— Start of Document text —
Intel i5 760 2.80GHz (stock speed)
G.Skill Ripjaw 4GB (2x2GB) DDR3 PC3-12800C8 1600MHz
Sapphire ATI Radeon 5850 (stock speed)
Samsung SpinPoint F3 1TB
BenQ 24’’
Windows 7 64-bit

I was wondering if I will see much if any performance increase if I were to double up on my RAM? The setup is purely for gaming. I assume that most games will only access 4GB of RAM, which is fine, but would not adding another 2x2 of the same make actually help the computer perform by letting the superfluous RAM as it were handle any background processes? I like to game while having both Firefox or Google Chrome and Windows Media Player or a different media player running in the background. I am not dissatisfied with my computer performance by any stretch, and I know that either overclocking the CPU or the GPU will increase the performance much more, but I am not willing to void any warranties. I am merely looking for a way to squeeze a little more out of the rig for under a hundred pounds.

I am not really looking for an analysis of whether it is worth it or not, I am more interested in an objective view on whether there is anything to gain from doing this and what kind of dividends one might be looking at.

Additionally, seeing that Windows 7 64-bit is set up to recognise a lot more RAM than any other Windows OS, is it fair to assume that going up to eight GB RAM would increase the system performance as such, or will I find that other components will bottleneck the computer way before I can expect to see a difference between the two memory quantities?
 
Keep task manager open and see how much of your RAM gets utilised at present. That will answer your question. I expect the answer will be "no" though.
 
Yup, look at task manager and see if you're coming close to 4gb used. I rarely do, even with large Photoshop documents open.
 
As an afterthought, a £100 spend on an SSD might make your PC feel noticeable faster, although it probably won't affect your FPS.
 
Overclocking doesnt void the warranty :eek:

Even if it does if it breaks how are they going to find out that you overclocked it when its broken?
 
Overclocking doesnt void the warranty :eek:

Even if it does if it breaks how are they going to find out that you overclocked it when its broken?
— End of Document text —
What this exercise asks:
(1) Extract the discussion of upgrading RAM in full, word for word.
(2) Pick out every line of the entries that contains the word "brick", and copy each one.
The text and the entries that follow it have no connection to each other.
— Start of Material supplied —
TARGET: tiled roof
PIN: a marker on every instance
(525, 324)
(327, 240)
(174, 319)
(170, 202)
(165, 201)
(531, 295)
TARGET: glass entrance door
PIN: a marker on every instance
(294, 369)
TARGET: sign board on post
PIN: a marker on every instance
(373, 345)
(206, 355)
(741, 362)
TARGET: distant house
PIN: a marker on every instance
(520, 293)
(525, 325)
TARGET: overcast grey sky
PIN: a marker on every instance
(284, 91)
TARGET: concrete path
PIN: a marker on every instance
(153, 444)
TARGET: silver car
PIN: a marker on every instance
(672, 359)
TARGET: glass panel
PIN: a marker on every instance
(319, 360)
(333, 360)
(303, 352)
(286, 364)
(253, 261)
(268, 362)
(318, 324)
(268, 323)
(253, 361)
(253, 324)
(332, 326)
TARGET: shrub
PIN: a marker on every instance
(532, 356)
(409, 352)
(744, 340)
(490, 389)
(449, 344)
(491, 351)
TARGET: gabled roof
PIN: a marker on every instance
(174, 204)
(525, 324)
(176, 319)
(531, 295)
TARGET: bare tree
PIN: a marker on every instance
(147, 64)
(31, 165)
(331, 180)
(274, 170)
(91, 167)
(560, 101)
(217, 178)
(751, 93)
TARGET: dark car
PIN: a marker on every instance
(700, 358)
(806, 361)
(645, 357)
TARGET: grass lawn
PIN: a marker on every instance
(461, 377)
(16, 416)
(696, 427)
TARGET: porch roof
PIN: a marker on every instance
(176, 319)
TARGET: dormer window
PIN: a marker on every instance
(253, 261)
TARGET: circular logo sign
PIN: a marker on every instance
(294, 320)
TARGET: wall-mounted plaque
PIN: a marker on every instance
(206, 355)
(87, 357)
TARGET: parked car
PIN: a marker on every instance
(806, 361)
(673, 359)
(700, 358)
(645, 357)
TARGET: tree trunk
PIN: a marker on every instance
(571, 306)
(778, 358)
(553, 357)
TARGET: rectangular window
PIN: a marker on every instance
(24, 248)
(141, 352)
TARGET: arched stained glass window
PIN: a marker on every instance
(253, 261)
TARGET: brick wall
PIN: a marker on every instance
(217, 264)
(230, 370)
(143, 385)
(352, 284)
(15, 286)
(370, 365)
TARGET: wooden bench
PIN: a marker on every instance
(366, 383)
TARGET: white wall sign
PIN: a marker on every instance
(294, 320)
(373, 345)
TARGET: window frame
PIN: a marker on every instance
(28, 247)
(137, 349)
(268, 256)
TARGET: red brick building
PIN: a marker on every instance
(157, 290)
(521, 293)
— End of Material supplied —
— Start of Material supplied —
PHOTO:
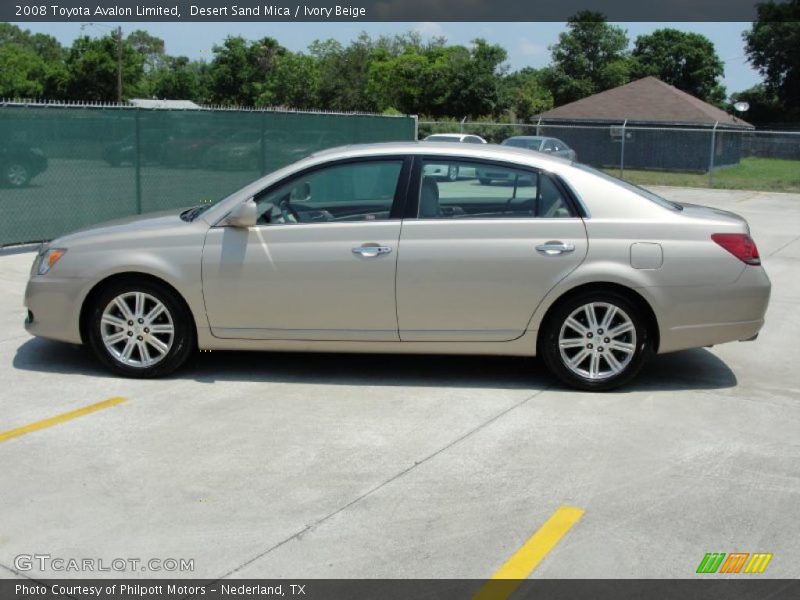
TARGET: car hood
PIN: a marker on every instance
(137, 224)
— End of Material supplied —
Outputs in order:
(1)
Intel i5 760 2.80GHz (stock speed)
G.Skill Ripjaw 4GB (2x2GB) DDR3 PC3-12800C8 1600MHz
Sapphire ATI Radeon 5850 (stock speed)
Samsung SpinPoint F3 1TB
BenQ 24’’
Windows 7 64-bit

I was wondering if I will see much if any performance increase if I were to double up on my RAM? The setup is purely for gaming. I assume that most games will only access 4GB of RAM, which is fine, but would not adding another 2x2 of the same make actually help the computer perform by letting the superfluous RAM as it were handle any background processes? I like to game while having both Firefox or Google Chrome and Windows Media Player or a different media player running in the background. I am not dissatisfied with my computer performance by any stretch, and I know that either overclocking the CPU or the GPU will increase the performance much more, but I am not willing to void any warranties. I am merely looking for a way to squeeze a little more out of the rig for under a hundred pounds.

I am not really looking for an analysis of whether it is worth it or not, I am more interested in an objective view on whether there is anything to gain from doing this and what kind of dividends one might be looking at.

Additionally, seeing that Windows 7 64-bit is set up to recognise a lot more RAM than any other Windows OS, is it fair to assume that going up to eight GB RAM would increase the system performance as such, or will I find that other components will bottleneck the computer way before I can expect to see a difference between the two memory quantities?
 
Keep task manager open and see how much of your RAM gets utilised at present. That will answer your question. I expect the answer will be "no" though.
 
Yup, look at task manager and see if you're coming close to 4gb used. I rarely do, even with large Photoshop documents open.
 
As an afterthought, a £100 spend on an SSD might make your PC feel noticeable faster, although it probably won't affect your FPS.
 
Overclocking doesnt void the warranty :eek:

Even if it does if it breaks how are they going to find out that you overclocked it when its broken?
 
Overclocking doesnt void the warranty :eek:

Even if it does if it breaks how are they going to find out that you overclocked it when its broken?

(2)
TARGET: brick wall
TARGET: red brick building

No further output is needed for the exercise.